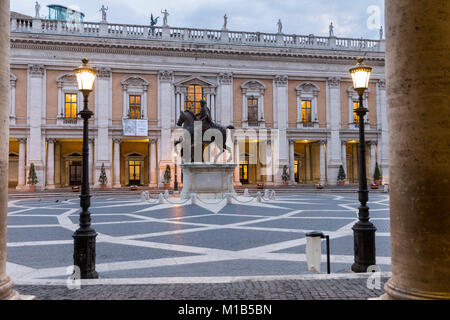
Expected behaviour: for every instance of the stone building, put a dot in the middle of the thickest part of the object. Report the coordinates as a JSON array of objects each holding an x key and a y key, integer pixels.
[{"x": 297, "y": 87}]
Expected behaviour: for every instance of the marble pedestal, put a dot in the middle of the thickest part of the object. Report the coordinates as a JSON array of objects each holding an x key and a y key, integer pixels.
[{"x": 207, "y": 180}]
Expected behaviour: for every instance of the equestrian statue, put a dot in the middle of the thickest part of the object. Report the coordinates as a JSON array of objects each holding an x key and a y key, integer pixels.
[{"x": 187, "y": 120}]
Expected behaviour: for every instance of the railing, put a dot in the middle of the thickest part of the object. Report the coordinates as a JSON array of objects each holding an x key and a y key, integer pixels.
[{"x": 193, "y": 35}]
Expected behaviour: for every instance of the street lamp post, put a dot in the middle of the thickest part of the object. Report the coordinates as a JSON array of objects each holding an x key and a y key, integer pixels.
[
  {"x": 363, "y": 230},
  {"x": 85, "y": 235},
  {"x": 175, "y": 184}
]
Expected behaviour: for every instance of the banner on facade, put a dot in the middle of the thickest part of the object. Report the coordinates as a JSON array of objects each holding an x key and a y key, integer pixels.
[{"x": 135, "y": 127}]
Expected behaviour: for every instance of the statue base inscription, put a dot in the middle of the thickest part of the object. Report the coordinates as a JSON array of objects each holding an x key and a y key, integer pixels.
[{"x": 207, "y": 180}]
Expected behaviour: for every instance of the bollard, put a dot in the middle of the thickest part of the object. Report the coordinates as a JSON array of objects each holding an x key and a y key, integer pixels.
[
  {"x": 314, "y": 250},
  {"x": 229, "y": 199},
  {"x": 258, "y": 197},
  {"x": 193, "y": 198}
]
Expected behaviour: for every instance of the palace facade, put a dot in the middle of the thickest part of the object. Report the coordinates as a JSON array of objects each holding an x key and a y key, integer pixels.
[{"x": 297, "y": 86}]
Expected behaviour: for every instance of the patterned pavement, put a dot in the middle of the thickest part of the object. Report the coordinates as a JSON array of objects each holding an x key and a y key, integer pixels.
[{"x": 196, "y": 243}]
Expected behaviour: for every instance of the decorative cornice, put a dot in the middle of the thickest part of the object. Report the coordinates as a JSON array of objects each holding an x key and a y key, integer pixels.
[
  {"x": 333, "y": 82},
  {"x": 307, "y": 87},
  {"x": 104, "y": 73},
  {"x": 165, "y": 76},
  {"x": 225, "y": 78},
  {"x": 281, "y": 80},
  {"x": 135, "y": 47},
  {"x": 36, "y": 70}
]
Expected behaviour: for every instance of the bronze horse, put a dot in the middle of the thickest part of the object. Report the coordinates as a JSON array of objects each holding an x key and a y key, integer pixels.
[{"x": 187, "y": 119}]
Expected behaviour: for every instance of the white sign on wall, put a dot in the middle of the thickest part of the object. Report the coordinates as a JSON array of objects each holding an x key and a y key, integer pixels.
[{"x": 135, "y": 127}]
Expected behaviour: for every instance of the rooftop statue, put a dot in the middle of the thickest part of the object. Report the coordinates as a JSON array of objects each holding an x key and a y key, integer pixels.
[
  {"x": 37, "y": 8},
  {"x": 103, "y": 10},
  {"x": 187, "y": 120},
  {"x": 225, "y": 21},
  {"x": 153, "y": 21},
  {"x": 166, "y": 14},
  {"x": 280, "y": 26}
]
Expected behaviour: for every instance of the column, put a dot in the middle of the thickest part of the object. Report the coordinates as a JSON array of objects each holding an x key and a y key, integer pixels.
[
  {"x": 308, "y": 163},
  {"x": 417, "y": 65},
  {"x": 167, "y": 120},
  {"x": 291, "y": 161},
  {"x": 51, "y": 163},
  {"x": 237, "y": 181},
  {"x": 383, "y": 142},
  {"x": 6, "y": 284},
  {"x": 372, "y": 161},
  {"x": 355, "y": 161},
  {"x": 91, "y": 160},
  {"x": 35, "y": 107},
  {"x": 322, "y": 161},
  {"x": 116, "y": 163},
  {"x": 281, "y": 122},
  {"x": 344, "y": 158},
  {"x": 269, "y": 173},
  {"x": 21, "y": 173},
  {"x": 103, "y": 111},
  {"x": 57, "y": 164},
  {"x": 152, "y": 164},
  {"x": 334, "y": 124}
]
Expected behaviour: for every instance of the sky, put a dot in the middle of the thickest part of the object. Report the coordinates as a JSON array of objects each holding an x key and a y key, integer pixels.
[{"x": 351, "y": 18}]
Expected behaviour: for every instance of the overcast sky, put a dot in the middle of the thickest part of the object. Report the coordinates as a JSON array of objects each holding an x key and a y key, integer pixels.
[{"x": 351, "y": 18}]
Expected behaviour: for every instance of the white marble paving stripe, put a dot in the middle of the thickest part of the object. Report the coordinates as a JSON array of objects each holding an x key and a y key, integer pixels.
[
  {"x": 38, "y": 243},
  {"x": 199, "y": 280},
  {"x": 165, "y": 233},
  {"x": 18, "y": 271},
  {"x": 9, "y": 226}
]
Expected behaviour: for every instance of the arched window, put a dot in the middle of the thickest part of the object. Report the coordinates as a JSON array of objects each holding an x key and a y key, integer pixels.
[{"x": 193, "y": 97}]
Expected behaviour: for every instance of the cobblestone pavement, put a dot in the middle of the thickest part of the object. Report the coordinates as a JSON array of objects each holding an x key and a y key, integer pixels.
[
  {"x": 142, "y": 239},
  {"x": 330, "y": 289}
]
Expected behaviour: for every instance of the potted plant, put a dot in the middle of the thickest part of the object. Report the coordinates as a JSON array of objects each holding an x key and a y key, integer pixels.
[
  {"x": 167, "y": 177},
  {"x": 377, "y": 175},
  {"x": 285, "y": 176},
  {"x": 103, "y": 179},
  {"x": 341, "y": 176},
  {"x": 32, "y": 178}
]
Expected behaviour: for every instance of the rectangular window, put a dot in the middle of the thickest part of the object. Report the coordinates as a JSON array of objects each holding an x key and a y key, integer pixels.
[
  {"x": 252, "y": 108},
  {"x": 70, "y": 107},
  {"x": 355, "y": 116},
  {"x": 306, "y": 112},
  {"x": 135, "y": 107}
]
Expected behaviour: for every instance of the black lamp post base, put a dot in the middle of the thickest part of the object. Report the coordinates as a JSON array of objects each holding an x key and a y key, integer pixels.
[
  {"x": 364, "y": 244},
  {"x": 84, "y": 253}
]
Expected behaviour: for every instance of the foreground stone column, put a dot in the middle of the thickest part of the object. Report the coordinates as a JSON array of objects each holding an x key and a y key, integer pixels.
[
  {"x": 237, "y": 181},
  {"x": 116, "y": 163},
  {"x": 6, "y": 284},
  {"x": 322, "y": 161},
  {"x": 153, "y": 169},
  {"x": 21, "y": 174},
  {"x": 291, "y": 162},
  {"x": 51, "y": 163},
  {"x": 417, "y": 66}
]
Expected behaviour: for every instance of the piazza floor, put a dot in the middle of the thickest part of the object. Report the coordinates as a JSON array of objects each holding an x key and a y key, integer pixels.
[{"x": 209, "y": 241}]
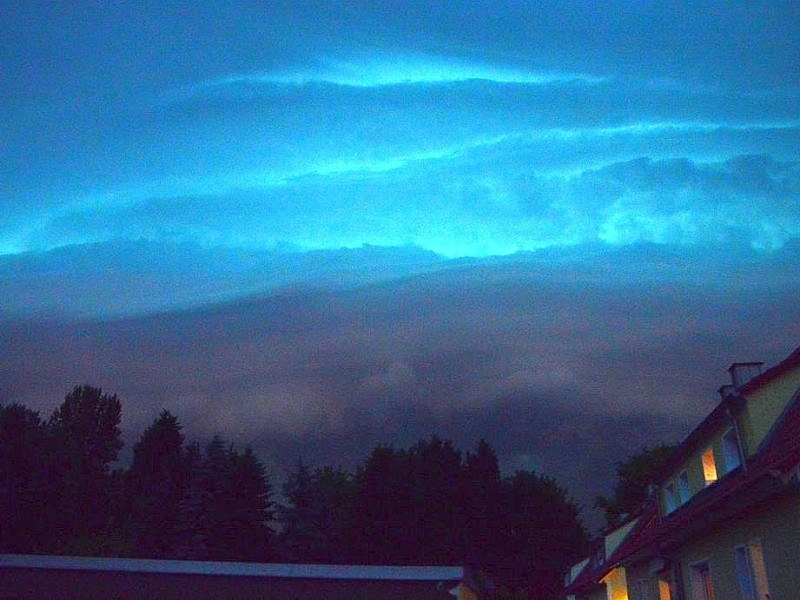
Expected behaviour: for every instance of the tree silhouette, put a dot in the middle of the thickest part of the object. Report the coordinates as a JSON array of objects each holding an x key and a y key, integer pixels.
[
  {"x": 86, "y": 438},
  {"x": 157, "y": 481},
  {"x": 634, "y": 474}
]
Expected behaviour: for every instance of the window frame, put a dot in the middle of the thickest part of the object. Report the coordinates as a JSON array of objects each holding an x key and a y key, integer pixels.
[
  {"x": 698, "y": 583},
  {"x": 709, "y": 462}
]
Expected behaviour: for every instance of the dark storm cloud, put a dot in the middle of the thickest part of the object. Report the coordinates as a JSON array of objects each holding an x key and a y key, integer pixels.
[{"x": 536, "y": 353}]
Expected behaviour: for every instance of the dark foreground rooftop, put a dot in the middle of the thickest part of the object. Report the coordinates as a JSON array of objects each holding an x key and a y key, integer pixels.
[{"x": 28, "y": 576}]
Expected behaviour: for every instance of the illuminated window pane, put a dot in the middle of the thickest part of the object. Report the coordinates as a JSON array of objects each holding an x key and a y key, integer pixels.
[
  {"x": 664, "y": 591},
  {"x": 709, "y": 467},
  {"x": 670, "y": 498}
]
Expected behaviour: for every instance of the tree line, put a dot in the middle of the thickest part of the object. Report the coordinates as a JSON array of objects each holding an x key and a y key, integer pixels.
[{"x": 427, "y": 504}]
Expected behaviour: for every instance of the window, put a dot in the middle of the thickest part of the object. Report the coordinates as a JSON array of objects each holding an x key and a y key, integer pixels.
[
  {"x": 751, "y": 571},
  {"x": 616, "y": 584},
  {"x": 683, "y": 487},
  {"x": 664, "y": 590},
  {"x": 702, "y": 586},
  {"x": 730, "y": 451},
  {"x": 645, "y": 590},
  {"x": 709, "y": 467},
  {"x": 670, "y": 498}
]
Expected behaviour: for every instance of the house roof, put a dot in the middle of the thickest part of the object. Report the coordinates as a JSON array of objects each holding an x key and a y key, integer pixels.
[
  {"x": 791, "y": 361},
  {"x": 719, "y": 416},
  {"x": 271, "y": 570},
  {"x": 766, "y": 474}
]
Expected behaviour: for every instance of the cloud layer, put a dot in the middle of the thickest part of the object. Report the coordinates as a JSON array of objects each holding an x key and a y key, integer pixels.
[
  {"x": 393, "y": 127},
  {"x": 565, "y": 362}
]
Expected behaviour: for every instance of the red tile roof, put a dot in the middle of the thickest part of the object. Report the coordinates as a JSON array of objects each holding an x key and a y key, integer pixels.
[{"x": 765, "y": 474}]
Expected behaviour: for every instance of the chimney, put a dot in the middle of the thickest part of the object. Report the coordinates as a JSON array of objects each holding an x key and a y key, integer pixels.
[{"x": 741, "y": 373}]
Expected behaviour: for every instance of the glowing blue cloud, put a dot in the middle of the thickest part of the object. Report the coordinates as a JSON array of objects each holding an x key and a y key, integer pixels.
[{"x": 376, "y": 69}]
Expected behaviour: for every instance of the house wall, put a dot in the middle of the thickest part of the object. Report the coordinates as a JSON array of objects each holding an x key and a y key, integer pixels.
[
  {"x": 693, "y": 466},
  {"x": 764, "y": 406},
  {"x": 776, "y": 526}
]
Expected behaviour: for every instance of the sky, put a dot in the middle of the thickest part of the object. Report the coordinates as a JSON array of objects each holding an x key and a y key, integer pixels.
[{"x": 318, "y": 226}]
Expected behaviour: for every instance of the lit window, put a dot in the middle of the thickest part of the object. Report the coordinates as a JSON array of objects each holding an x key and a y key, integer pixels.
[
  {"x": 709, "y": 467},
  {"x": 683, "y": 487},
  {"x": 752, "y": 574},
  {"x": 702, "y": 586},
  {"x": 730, "y": 451},
  {"x": 664, "y": 590},
  {"x": 646, "y": 589}
]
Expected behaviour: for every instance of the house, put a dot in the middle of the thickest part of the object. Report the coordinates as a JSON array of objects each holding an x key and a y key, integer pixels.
[
  {"x": 723, "y": 519},
  {"x": 29, "y": 577}
]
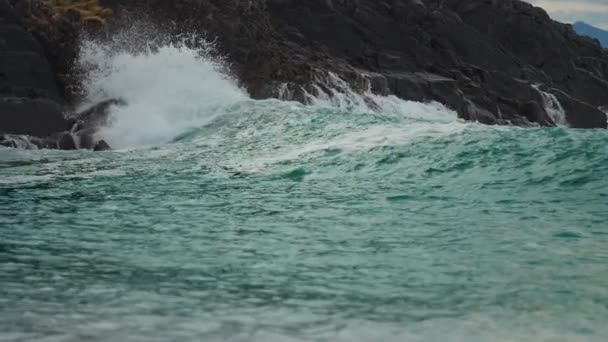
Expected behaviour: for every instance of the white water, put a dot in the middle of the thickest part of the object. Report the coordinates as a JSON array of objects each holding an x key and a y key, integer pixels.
[
  {"x": 173, "y": 90},
  {"x": 553, "y": 108}
]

────────

STATED PROBLEM: Extract the lines beginning with the one that contains "Expected behaviour: for every instance of the glowing" and ending with the last line of the listing. Keep them exact and drop the pictures.

WRITTEN SOLUTION:
Expected behaviour: for every instance of the glowing blue cloud, put a dot in the middle of the thickest part of the object. Report the coordinates as a JSON array of objects each holding an x key and a y key, integer pixels.
[{"x": 376, "y": 69}]
Expected behaviour: for every instance of the house wall, put a dot in the middle of the thickest part of the object. Report the coordinates as a JSON array of objects each holding an x key and a y key, integer pixels.
[
  {"x": 693, "y": 466},
  {"x": 764, "y": 406},
  {"x": 776, "y": 526}
]
Expected behaviour: for every instance of the sky, put a dot in the middle of the thickest part of the object. Report the coordinates as a JSON array of objects each holding an x key and a y key, integer pixels.
[{"x": 318, "y": 226}]
Expected behaviour: for every instance of the lit window, put a dot in the middle of the thickest part of the object. Report the coordinates as a JSON array of objects each holding an x key and a y key, integer pixels.
[
  {"x": 709, "y": 467},
  {"x": 683, "y": 487},
  {"x": 752, "y": 574},
  {"x": 702, "y": 586},
  {"x": 730, "y": 451},
  {"x": 664, "y": 590},
  {"x": 646, "y": 589}
]
Expected behaviour: for every instance of the house, put a dot in the middle of the thickest part of the object. Report the coordinates as a JSON array of objects each holding an x key and a y key, integer pixels.
[
  {"x": 723, "y": 519},
  {"x": 29, "y": 577}
]
Expected behaviour: for every instance of the white water, put a dot in the middle of the thickest part of the object. Report the coordinates as a JSON array of objects each holding an x key and a y key, integer pixels.
[
  {"x": 173, "y": 90},
  {"x": 553, "y": 108}
]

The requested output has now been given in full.